Instructions>
(A) In the extract on attenuation and scattering of electron beams, above what electron energy do radiative losses increase?
(B) Does the extract on attenuation and scattering of electron beams agree with each statement below? Answer yes or no for each, and quote the words from the extract that decide it. (i) Scattering power is inversely proportional to the square of the electron's kinetic energy. (ii) Electrons are more likely to undergo collisional interactions in high atomic number materials. (iii) Electrons are scattered mostly through elastic collisions with atomic nuclei.

----- Extract

1.2.2: Attenuation & Scattering of Electron Beams

Attenuation of electrons

Electrons are attenuated through inelastic orbital or radiative collisions. Attenuation is based on the atomic number of the material and the beam energy, and is given the amount of kinetic energy Ek lost per unit of length x.

\begin{align} (\frac{S}{\rho})_{tot}=\frac{1}{\rho}.\frac{dE_k}{dx} \end{align}

The total mass stopping power is made up of the collisional and radiative mass stopping powers:

\begin{align} (\frac{S}{\rho})_{tot}=(\frac{S}{\rho})_{col} + (\frac{S}{\rho})_{rad} \end{align}

Where $(\frac{S}{\rho})_col$ is the collisional mass stopping power and of great interest in radiation therapy. This value is the amount of energy transferred to a material per unit length, and can determine the dose received if multiplied by the electron fluence.

Collisional Stopping Power

Importantly, electrons are more likely to undergo collisional interactions at lower energies and within low atomic number materials. This is due to the increased number of electrons per gram in low Z material and the increased binding energy of electrons in high Z atoms.

Radiative Stopping Power

Radiative losses increase as electron energy climbs above 1 MeV, and is also higher for high Z material - in general, radiative interactions are proportional to the beam energy and also proportional to the square of the atomic number. Therefore high Z materials and high electron energies will effectively produce bremsstrahlung radiation (explaining the tungsten target in the linear accelerator).

Scattering of electrons

Electrons are scattered as they pass through a medium, mostly through elastic 'collisions' with the nuclei of an atom. Scattering is more pronounced at lower beam energies and with higher atomic numbers.

As electrons move through a medium, they lose energy through attenuation. Lower energy electrons are more likely to scatter laterally. This is seen for high energy electron beams, where the penumbra is relatively narrow near the surface and broadens significantly at depth.

The mass scattering power of a medium is dependent on the incident electron energy as well as the material, and is given by:

\begin{align} \frac{T}{\rho}=\frac{\bar{\theta}^2}{\rho l} \end{align}

Where θ is the mean scattering angle and ρ is the density of the material.

Variation of Scattering Power

The scattering power is:

  • Proportional to the square of the atomic number Z
  • Inversely proportional to the square of the kinetic energy of the electron

Therefore, low energy electrons will be scattered more readily than high energy electrons; and high Z materials will cause more scattering than low Z material.

----------
----- Information given

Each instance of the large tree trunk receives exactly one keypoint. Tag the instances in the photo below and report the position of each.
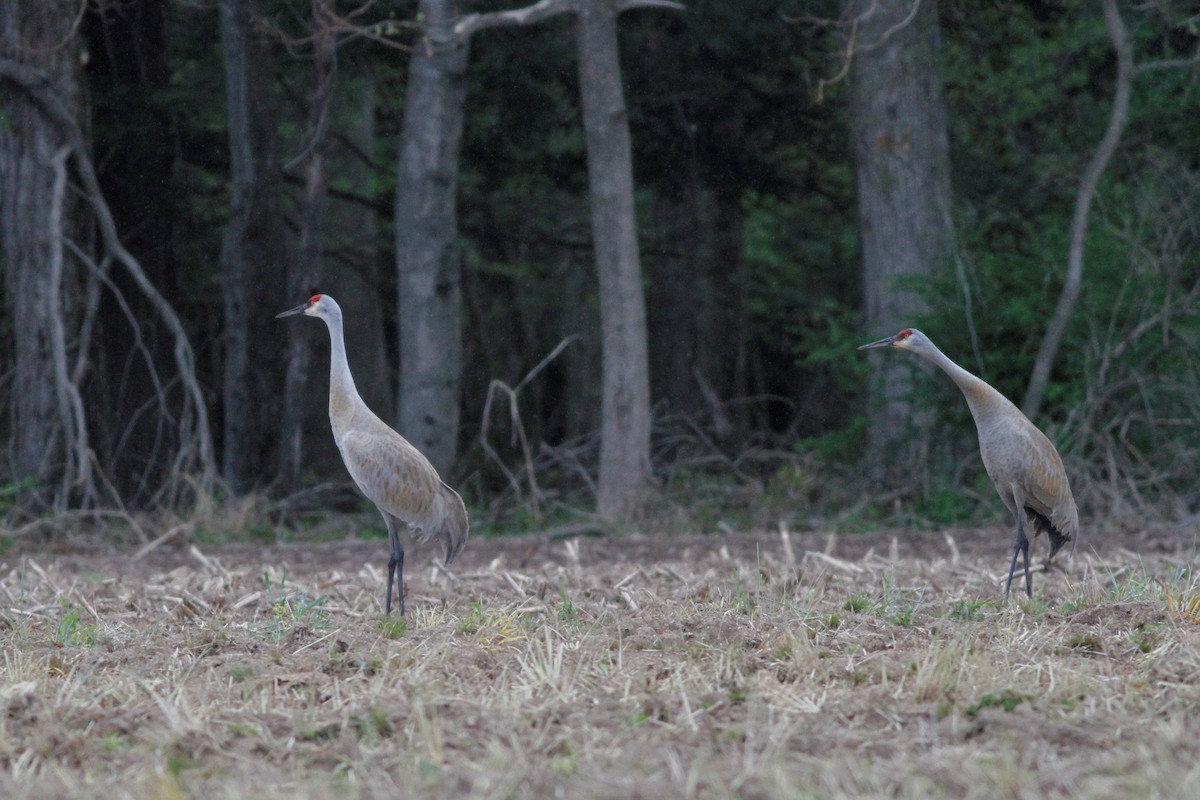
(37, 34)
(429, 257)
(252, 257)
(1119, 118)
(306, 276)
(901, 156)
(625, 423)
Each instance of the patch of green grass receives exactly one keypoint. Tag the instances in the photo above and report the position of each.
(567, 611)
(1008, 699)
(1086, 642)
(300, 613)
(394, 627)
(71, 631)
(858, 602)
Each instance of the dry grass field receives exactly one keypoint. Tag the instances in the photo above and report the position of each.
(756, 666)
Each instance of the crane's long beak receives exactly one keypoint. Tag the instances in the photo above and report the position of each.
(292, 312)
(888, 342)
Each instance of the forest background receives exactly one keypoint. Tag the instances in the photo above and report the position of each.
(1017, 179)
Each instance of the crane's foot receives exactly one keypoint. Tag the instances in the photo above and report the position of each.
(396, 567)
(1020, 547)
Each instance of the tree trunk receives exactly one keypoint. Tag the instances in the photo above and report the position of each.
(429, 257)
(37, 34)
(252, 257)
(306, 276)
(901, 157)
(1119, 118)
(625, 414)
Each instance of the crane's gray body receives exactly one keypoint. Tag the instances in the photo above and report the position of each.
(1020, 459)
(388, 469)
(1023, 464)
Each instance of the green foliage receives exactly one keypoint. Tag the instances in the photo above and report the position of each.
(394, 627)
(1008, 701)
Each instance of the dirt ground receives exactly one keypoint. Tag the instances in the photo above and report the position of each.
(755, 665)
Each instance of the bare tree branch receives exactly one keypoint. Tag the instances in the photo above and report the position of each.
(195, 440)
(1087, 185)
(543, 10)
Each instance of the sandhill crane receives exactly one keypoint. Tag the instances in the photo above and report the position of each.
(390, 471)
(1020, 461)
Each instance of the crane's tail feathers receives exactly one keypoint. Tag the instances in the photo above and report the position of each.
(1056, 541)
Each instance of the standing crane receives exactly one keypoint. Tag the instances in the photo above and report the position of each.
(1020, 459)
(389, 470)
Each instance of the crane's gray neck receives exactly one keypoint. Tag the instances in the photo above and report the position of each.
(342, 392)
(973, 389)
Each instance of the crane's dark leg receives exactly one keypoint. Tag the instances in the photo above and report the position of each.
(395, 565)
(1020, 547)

----------

Results by task>
(A) Above 1 MeV.

(B)
(i) Yes: "Inversely proportional to the square of the kinetic energy of the electron"
(ii) No: "electrons are more likely to undergo collisional interactions at lower energies and within low atomic number materials"
(iii) Yes: "mostly through elastic 'collisions' with the nuclei of an atom"